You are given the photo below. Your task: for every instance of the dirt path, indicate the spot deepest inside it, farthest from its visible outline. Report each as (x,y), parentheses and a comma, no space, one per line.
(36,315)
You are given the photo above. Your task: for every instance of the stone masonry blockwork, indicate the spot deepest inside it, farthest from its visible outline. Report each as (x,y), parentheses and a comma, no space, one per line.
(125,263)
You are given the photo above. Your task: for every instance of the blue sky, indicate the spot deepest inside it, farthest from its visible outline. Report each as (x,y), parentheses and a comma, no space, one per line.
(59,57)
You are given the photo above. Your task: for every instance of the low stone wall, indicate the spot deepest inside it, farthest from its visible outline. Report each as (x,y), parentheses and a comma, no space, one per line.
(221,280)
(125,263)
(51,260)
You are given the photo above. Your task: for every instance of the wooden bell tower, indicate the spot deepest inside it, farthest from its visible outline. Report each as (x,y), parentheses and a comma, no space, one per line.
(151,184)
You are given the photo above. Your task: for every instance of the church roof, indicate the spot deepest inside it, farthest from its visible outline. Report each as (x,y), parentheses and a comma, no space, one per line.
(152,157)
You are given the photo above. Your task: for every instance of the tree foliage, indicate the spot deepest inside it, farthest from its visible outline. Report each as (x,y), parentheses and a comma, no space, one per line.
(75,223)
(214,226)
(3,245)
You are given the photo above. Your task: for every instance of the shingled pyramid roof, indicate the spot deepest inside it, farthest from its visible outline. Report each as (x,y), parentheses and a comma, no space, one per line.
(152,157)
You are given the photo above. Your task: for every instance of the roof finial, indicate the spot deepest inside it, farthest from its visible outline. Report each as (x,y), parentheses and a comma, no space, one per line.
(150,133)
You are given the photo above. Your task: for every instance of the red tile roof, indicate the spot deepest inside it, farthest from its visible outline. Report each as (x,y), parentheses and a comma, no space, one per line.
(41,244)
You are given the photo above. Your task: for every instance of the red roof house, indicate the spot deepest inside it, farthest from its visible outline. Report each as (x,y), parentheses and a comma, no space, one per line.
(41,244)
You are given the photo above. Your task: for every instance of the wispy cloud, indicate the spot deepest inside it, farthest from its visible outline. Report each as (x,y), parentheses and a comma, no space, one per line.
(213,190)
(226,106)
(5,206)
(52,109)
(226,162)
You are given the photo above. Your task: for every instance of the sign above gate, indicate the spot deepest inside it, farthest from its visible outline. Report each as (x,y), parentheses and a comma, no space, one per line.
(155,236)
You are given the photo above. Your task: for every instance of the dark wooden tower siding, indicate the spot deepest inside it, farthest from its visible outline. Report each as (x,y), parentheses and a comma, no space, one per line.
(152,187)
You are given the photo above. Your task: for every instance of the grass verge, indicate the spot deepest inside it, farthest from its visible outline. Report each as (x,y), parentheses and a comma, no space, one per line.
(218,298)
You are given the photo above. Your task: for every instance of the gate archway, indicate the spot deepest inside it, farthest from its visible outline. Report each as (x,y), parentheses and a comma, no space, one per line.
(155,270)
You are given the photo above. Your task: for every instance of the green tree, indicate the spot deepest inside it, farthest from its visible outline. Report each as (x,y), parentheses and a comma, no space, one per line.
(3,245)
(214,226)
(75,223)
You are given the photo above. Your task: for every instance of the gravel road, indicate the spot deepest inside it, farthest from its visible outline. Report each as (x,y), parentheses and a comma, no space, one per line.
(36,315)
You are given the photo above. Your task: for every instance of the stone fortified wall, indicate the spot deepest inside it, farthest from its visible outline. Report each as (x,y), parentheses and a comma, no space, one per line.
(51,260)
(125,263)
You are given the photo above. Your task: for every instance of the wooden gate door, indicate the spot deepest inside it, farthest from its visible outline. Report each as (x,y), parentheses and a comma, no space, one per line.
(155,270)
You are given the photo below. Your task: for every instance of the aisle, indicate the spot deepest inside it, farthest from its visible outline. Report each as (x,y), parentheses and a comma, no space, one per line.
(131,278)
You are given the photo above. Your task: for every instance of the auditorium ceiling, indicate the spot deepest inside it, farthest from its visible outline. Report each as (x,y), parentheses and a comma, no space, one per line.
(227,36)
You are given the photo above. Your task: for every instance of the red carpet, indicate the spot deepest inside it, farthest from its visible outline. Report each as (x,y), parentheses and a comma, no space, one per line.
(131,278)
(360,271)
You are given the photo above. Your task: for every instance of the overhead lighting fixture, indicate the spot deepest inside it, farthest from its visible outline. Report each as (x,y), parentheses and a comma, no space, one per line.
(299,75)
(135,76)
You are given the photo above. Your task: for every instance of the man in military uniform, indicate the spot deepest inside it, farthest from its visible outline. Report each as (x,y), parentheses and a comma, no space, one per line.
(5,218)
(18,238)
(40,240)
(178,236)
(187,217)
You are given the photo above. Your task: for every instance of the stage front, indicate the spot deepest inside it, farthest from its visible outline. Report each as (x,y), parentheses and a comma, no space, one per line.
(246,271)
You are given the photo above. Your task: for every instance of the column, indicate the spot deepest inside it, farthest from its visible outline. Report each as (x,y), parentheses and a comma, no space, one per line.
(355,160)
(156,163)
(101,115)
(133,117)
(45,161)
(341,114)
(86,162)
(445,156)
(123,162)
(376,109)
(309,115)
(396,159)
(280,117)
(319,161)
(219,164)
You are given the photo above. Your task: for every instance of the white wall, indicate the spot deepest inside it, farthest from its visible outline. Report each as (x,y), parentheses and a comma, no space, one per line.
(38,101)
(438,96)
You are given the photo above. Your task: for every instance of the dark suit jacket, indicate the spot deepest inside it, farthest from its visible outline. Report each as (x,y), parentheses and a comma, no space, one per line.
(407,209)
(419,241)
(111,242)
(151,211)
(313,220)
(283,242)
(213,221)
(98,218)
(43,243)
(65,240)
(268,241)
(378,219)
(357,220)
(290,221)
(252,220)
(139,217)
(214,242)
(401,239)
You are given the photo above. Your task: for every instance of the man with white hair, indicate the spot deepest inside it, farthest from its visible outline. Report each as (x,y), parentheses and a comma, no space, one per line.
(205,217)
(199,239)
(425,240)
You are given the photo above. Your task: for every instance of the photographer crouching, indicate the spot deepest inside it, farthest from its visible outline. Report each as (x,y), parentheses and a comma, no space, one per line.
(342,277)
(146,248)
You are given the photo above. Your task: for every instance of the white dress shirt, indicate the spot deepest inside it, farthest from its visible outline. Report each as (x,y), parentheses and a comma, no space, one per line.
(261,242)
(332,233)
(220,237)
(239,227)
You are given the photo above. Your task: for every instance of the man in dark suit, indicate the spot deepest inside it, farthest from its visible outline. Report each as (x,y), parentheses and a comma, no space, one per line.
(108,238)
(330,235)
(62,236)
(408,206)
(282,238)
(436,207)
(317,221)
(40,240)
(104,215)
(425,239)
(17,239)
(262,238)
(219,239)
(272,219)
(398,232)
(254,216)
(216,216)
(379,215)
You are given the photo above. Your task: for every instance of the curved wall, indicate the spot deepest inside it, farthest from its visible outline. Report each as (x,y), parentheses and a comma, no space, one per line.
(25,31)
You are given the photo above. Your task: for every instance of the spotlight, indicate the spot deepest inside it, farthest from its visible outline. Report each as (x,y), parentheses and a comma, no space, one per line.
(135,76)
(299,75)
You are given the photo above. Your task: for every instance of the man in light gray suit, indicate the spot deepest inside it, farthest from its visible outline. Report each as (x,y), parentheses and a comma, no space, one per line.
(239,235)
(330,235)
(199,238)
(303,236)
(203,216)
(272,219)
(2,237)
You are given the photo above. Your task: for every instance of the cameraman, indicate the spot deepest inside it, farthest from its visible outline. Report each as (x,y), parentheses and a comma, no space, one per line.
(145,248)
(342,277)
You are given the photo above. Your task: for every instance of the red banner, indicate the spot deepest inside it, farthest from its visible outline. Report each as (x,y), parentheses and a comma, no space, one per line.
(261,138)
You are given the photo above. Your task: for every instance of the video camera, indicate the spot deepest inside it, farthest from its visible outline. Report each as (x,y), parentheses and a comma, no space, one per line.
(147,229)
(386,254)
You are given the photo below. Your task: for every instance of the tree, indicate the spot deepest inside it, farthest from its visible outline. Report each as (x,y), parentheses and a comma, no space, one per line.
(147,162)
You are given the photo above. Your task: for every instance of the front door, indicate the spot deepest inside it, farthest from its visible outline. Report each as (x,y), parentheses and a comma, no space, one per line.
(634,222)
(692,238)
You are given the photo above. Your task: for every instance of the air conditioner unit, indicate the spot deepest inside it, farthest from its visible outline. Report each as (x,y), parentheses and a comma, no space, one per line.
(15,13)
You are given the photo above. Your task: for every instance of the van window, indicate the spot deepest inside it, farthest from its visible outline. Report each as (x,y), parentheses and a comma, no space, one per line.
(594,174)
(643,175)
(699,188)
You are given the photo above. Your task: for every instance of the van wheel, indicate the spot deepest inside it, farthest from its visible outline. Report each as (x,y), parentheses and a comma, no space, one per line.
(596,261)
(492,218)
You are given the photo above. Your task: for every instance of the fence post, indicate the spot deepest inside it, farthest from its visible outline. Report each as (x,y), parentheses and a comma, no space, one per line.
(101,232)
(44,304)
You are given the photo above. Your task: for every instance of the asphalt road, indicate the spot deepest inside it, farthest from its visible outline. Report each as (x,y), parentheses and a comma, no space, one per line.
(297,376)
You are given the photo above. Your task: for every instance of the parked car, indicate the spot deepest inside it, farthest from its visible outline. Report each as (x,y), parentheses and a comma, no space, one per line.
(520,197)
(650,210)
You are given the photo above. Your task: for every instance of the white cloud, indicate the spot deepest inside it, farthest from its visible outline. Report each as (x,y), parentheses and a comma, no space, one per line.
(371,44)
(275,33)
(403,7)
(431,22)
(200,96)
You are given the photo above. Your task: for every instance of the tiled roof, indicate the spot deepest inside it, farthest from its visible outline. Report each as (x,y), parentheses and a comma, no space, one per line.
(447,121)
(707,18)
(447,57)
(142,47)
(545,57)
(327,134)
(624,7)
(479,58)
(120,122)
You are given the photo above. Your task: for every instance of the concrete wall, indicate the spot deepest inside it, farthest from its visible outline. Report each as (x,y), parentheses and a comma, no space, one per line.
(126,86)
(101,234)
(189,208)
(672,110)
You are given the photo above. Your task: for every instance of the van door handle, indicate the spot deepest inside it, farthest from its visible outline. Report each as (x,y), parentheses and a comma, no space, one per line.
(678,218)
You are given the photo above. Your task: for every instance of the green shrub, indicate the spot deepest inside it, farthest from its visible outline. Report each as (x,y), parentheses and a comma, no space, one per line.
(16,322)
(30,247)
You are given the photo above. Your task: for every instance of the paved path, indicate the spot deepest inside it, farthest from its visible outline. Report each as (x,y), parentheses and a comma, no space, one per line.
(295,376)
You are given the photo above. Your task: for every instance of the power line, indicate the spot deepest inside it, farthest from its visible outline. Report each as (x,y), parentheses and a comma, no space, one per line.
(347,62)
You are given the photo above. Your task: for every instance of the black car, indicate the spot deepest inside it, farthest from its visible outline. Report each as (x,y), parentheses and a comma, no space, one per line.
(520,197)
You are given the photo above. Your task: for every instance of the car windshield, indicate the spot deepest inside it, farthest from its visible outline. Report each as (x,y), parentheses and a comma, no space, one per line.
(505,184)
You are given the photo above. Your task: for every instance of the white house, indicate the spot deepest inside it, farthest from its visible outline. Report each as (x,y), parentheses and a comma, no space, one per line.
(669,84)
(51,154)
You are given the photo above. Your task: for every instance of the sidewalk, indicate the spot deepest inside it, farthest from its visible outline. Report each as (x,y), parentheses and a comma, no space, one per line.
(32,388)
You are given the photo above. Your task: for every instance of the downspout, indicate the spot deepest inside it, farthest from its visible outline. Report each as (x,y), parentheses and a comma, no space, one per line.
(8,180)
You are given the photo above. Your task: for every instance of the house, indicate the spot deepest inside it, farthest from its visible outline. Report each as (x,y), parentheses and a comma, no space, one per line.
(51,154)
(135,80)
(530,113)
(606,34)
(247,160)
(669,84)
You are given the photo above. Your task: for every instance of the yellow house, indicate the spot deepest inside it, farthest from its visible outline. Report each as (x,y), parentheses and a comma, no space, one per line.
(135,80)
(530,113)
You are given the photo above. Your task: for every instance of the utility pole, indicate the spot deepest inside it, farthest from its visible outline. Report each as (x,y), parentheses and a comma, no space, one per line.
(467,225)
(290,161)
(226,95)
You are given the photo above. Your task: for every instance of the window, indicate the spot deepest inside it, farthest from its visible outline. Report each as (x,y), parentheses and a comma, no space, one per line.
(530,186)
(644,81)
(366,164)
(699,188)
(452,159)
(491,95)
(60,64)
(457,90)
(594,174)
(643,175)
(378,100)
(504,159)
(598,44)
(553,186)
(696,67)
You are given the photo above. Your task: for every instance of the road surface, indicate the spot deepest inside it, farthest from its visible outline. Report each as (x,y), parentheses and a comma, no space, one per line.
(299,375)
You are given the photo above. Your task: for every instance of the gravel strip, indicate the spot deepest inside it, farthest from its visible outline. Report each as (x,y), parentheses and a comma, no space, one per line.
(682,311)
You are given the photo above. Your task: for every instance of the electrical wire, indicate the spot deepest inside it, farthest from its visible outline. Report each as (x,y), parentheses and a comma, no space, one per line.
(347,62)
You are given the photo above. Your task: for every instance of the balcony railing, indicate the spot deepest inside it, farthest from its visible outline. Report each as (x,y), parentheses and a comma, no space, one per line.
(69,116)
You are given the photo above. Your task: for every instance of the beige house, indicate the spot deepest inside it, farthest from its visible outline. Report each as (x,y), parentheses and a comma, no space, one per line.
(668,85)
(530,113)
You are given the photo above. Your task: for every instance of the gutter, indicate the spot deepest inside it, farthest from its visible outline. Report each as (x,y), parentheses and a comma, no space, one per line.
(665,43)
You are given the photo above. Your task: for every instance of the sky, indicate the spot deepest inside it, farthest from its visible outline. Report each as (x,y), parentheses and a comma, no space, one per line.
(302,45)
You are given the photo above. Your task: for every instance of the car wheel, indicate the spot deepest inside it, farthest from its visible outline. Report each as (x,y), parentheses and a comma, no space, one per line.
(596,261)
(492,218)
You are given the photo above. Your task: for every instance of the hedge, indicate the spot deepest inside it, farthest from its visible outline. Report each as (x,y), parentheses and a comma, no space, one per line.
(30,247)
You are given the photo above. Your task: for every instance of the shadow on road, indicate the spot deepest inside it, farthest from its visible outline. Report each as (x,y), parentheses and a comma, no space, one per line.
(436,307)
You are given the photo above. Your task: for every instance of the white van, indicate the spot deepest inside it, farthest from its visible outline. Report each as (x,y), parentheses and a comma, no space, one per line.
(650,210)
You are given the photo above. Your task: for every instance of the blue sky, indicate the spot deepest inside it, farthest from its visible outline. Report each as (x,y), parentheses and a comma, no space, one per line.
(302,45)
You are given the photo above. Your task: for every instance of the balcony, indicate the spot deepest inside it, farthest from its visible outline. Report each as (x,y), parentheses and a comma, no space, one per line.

§ **What to work on**
Only the lines from the one with "car wheel, indicate" to the end of the entries above belong in your answer. Retype them exactly.

§ **Result for this exercise**
You are given the photo above. Your task: for every instance of the car wheel, indicate the spot deepest inside it, farthest from its visible outline. Report each as (x,y), parentheses and a comma, no space, one per line.
(596,261)
(492,218)
You are given the photo above. Your task: for every instance of the hedge, indicate the spot deepest inside it, farthest from its visible outline. Report each as (x,y), parentheses and a comma, no space, one per line.
(30,247)
You are given the photo above. Your task: for every instance of the shadow on road, indicate the spot deepest inside it, farthest from its visible outline. Report each as (x,y), parentheses and a comma, no space, one per line.
(436,307)
You are given the photo above. Your task: for every instance of the white van, indicate the spot deepest inside it, farthest from its visible outline. Report each as (x,y), parentheses and a comma, no space, one per line.
(650,210)
You are given the photo above. Your task: for every instance of the blue sky, indicate the spot deepest inside it, farthest from its visible outline. Report each as (x,y), parentheses and a comma, no space, one per line.
(302,45)
You are given the photo above. Your task: for every instance of the balcony, indicate the spot deepest inside it, farthest from its visible outline. Report each as (x,y), parentheses and a comma, no space, one per line.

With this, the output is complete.